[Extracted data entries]
== == ==
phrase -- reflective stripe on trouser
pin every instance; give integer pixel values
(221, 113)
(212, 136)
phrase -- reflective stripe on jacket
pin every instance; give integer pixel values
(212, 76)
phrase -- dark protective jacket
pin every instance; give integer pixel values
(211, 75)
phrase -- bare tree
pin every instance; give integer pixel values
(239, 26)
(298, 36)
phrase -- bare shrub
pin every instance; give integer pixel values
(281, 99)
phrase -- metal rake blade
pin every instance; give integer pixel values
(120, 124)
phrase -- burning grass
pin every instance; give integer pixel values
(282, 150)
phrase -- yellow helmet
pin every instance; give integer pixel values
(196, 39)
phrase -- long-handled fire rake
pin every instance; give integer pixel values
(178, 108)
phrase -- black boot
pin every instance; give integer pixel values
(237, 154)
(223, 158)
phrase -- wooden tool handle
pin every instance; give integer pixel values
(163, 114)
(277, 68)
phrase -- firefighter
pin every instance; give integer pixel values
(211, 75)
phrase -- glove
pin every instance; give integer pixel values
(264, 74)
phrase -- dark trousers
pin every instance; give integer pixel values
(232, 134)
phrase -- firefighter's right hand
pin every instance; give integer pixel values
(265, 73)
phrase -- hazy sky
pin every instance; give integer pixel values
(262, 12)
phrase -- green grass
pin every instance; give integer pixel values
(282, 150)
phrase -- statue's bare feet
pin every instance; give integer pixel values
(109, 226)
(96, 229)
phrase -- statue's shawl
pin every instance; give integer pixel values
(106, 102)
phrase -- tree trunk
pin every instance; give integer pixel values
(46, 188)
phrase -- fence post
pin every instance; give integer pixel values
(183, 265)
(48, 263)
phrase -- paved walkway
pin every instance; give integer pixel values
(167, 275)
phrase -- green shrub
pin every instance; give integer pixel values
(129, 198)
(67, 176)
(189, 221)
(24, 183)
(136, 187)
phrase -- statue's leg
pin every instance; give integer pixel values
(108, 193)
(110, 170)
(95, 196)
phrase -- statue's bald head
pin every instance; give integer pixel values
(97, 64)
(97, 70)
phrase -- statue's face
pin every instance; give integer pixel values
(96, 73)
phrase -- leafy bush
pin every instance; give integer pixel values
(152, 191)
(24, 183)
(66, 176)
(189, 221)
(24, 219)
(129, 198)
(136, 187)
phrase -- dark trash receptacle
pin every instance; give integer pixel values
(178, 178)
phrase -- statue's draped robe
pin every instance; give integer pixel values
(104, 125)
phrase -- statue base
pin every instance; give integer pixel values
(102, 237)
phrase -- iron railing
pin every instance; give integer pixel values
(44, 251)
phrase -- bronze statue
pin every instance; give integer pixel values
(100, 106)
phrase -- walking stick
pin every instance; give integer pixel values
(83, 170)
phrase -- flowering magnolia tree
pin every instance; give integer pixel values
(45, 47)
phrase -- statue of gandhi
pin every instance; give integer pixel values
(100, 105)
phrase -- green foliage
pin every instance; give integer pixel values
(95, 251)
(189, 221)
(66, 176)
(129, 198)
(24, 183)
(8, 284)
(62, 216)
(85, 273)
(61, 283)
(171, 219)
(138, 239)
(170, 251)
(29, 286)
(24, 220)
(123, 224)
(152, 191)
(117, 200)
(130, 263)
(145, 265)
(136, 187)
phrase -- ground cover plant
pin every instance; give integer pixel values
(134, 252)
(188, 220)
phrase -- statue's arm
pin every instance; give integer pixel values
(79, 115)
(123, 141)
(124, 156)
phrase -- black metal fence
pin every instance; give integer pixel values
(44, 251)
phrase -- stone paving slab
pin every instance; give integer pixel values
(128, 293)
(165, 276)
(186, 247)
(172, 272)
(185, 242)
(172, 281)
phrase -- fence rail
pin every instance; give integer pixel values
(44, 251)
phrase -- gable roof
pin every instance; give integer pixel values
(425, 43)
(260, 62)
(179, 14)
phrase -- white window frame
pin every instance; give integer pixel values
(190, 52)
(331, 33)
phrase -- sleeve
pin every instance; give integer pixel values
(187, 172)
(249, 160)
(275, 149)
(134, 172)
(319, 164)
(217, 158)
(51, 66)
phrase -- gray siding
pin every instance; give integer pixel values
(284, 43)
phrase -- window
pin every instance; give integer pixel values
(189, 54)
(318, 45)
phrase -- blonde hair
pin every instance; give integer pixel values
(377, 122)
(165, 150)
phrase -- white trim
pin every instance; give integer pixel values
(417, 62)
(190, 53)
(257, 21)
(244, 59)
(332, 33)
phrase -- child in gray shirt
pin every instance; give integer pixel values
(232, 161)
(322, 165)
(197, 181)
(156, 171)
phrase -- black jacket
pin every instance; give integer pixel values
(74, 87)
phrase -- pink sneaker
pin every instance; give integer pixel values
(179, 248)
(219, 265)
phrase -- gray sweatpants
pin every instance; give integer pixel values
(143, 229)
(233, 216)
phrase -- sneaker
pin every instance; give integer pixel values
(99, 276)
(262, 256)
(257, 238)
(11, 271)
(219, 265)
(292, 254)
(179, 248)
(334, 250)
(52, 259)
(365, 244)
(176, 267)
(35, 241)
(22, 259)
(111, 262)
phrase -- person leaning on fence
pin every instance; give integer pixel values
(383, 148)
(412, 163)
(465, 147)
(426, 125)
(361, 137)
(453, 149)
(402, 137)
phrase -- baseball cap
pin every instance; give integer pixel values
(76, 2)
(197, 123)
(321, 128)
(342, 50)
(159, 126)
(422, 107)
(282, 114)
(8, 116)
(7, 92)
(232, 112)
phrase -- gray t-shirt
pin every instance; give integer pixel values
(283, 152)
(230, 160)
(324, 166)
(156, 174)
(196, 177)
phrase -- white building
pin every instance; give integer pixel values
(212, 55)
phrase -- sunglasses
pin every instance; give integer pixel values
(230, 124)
== == ==
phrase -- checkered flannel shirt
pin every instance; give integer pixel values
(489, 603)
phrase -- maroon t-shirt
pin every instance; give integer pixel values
== == ==
__TASK STATEMENT__: Of the lines above, extract only those from the line with "phrase -- reflective stripe on trouser" to the line with "phrase -- green grass", both included, exactly as written.

__EXERCISE OUTPUT__:
phrase -- reflective stripe on trouser
pin every instance; give integer pixel values
(221, 113)
(212, 136)
phrase -- reflective stripe on jacket
pin every instance; give integer pixel values
(212, 76)
phrase -- dark protective jacket
pin every instance; give integer pixel values
(211, 75)
phrase -- bare tree
pin every instance; give integer pixel values
(239, 26)
(298, 36)
phrase -- bare shrub
pin every instance; give integer pixel values
(281, 99)
phrase -- metal rake blade
pin every instance; give integer pixel values
(120, 124)
phrase -- burning grass
pin every instance; give integer pixel values
(282, 150)
phrase -- yellow helmet
pin every instance; give integer pixel values
(196, 39)
phrase -- long-handled fire rake
pin every instance; give integer pixel values
(178, 108)
phrase -- black boot
pin every instance; give integer pixel values
(237, 154)
(223, 158)
phrase -- wooden tool handle
pin every instance; give integer pixel values
(163, 114)
(277, 68)
phrase -- firefighter
pin every instance; give integer pixel values
(211, 75)
phrase -- glove
pin every instance; give integer pixel values
(264, 74)
phrase -- dark trousers
pin every instance; give integer pixel values
(232, 134)
phrase -- firefighter's right hand
pin every instance; give integer pixel values
(265, 73)
phrase -- hazy sky
pin every instance; give integer pixel values
(262, 12)
phrase -- green grass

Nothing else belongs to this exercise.